** Opening Recorded information block **

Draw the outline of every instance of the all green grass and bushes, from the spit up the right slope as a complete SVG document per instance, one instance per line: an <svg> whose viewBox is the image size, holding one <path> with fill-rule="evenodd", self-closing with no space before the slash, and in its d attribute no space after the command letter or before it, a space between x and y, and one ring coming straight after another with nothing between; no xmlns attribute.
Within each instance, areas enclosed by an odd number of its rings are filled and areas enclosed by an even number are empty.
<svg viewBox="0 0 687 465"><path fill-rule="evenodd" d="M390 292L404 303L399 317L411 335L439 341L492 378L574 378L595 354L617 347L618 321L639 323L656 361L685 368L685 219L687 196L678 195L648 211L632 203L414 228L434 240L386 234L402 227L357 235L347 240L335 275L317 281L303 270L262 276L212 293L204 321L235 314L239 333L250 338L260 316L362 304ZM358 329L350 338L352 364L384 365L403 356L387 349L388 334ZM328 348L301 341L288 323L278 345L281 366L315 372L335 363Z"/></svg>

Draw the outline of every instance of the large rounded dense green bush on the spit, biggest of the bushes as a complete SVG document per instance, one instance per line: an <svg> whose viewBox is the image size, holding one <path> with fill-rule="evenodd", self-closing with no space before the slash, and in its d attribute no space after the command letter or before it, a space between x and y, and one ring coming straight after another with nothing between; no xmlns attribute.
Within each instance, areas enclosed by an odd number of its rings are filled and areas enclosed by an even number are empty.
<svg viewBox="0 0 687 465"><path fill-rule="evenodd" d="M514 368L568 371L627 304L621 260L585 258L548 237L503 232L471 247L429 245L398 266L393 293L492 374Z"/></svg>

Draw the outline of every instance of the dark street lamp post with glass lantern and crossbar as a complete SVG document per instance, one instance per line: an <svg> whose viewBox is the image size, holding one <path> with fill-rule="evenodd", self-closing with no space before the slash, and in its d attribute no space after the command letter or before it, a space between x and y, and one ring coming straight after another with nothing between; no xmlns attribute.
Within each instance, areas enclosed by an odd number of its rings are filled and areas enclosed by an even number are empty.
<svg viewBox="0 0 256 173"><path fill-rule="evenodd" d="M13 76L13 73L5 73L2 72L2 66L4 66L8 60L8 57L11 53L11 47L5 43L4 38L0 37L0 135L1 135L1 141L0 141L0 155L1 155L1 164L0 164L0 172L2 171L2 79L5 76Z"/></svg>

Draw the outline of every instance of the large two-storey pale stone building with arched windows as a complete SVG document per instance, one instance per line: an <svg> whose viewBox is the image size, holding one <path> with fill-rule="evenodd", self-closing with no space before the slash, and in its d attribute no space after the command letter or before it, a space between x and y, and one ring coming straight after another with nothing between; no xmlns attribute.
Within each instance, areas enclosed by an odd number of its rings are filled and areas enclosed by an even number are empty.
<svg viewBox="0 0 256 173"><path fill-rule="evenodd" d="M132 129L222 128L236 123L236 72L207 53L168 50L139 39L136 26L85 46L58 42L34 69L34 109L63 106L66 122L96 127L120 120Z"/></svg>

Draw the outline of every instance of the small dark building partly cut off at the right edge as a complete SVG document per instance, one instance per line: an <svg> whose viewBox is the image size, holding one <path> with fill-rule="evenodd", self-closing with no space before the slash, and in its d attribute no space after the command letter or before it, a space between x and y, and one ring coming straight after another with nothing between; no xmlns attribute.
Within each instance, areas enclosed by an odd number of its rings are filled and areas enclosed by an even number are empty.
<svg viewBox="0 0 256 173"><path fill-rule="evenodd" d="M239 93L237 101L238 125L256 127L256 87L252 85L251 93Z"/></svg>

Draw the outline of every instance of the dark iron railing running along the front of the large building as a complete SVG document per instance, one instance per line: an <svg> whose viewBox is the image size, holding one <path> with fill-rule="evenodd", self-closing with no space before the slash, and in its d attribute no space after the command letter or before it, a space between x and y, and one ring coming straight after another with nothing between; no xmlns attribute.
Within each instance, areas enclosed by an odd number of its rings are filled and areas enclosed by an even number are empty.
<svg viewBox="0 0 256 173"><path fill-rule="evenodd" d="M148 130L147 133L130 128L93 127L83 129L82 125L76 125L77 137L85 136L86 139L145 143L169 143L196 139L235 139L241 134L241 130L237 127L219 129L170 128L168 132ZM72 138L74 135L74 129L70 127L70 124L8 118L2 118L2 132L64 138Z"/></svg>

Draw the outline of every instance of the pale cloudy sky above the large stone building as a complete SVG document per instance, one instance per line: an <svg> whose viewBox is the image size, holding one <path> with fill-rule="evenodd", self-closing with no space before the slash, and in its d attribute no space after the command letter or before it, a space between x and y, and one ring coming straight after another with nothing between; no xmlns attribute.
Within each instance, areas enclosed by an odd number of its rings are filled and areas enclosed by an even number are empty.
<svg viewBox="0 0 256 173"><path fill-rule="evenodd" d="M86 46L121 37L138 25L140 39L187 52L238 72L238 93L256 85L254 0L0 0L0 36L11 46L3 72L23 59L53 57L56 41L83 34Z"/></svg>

** Closing Recorded information block **

> **Work required**
Report every line in the data above in which the word "right" appears.

> **Result of this exercise**
Draw the outline of every instance of the all green grass and bushes, from the spit up the right slope as a complete SVG document per instance, one instance per line: an <svg> whose viewBox is the image size, holding one <path> with fill-rule="evenodd", self-closing with no space before the slash, and in its d attribute no space after the command letter or before it, a space between x and y, and one ring coming straight after another with nothing between; no xmlns attribute.
Draw the outline of every instance of the small dark building partly cut off at the right edge as a complete SVG document per instance, one instance per line: an <svg> whose viewBox is the image size, holding one <path> with fill-rule="evenodd", self-closing with no space before the slash, and in its d attribute no space after the command letter or before it, a space between x and y, and one ring coming straight after another with nothing between; no xmlns attribute.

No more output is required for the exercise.